In the health reform passage below, reproduce word for word the part that opens with the words containing "These new regulators" and closes with "individual health citizens.".

Document excerpt ->

++++

Good luck to stakeholders in navigating the health-regulatory labyrinth once health reform is implementing in the U.S. A report from PricewaterhouseCoopers (PwC) predicts, “A number of existing regulators will also have expanded roles as a result of the legislation.” These will be in addition to the new regulators identified by the law, which include but won’t be limited to:

  • CMS Innovation Center
  • Independent Payment Advisory Board
  • Health Insurance Reform Implementation Fund
  • Patient-Centered Outcomes Research Institute
  • National Prevention, Health Promotion and Public Health Council
  • Task Forces on Preventive Services and Community Preventive Services
  • Community-based Collaborative Care Network Program
  • Community Living Assistance Services and Supports (CLASS) program
  • Federal Coordinated Health Care Office (in CMS)
  • Workforce Advisory Committee.

These new regulators will impact different stakeholders in various ways, from payers and providers to pharma and life science companies, employers, and of course, individual health citizens.

PwC’s report, Health Reform: Prospering in a post-reform world, lays out the way the world will look once reforms kick in. Their three-part story is: “new coverage, new funding, new regulators.”

Health Populi’s Hot Points: The complexity that PwC paints requires a new-new mindset for organizations involved in any aspect of health and health care. Bundled payments will concentrate the mind of payers, providers, suppliers to the industry (listen up, bio/life science and medical device companies). You’re now going to be partners-in-payment. Not competitors — partners. The new payment paradigm works for the patient’s overall outcome. Value and quality are paramount. Wastefulness, duplication, and opaque business practices will not play in this game.

++++

Saved data entries

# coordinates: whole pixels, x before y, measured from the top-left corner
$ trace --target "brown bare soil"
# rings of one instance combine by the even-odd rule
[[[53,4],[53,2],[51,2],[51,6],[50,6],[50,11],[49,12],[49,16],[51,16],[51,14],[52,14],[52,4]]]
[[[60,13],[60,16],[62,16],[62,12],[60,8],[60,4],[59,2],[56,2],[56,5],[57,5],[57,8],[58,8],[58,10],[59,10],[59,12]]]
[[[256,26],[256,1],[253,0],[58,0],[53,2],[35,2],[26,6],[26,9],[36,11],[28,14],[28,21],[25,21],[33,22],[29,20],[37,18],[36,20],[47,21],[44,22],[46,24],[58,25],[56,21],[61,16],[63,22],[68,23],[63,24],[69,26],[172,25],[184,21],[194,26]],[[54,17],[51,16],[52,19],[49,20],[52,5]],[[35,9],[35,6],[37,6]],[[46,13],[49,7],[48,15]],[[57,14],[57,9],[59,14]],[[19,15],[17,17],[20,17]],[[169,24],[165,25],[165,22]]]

++++

Solved exercise ->
These new regulators will impact different stakeholders in various ways, from payers and providers to pharma and life science companies, employers, and of course, individual health citizens.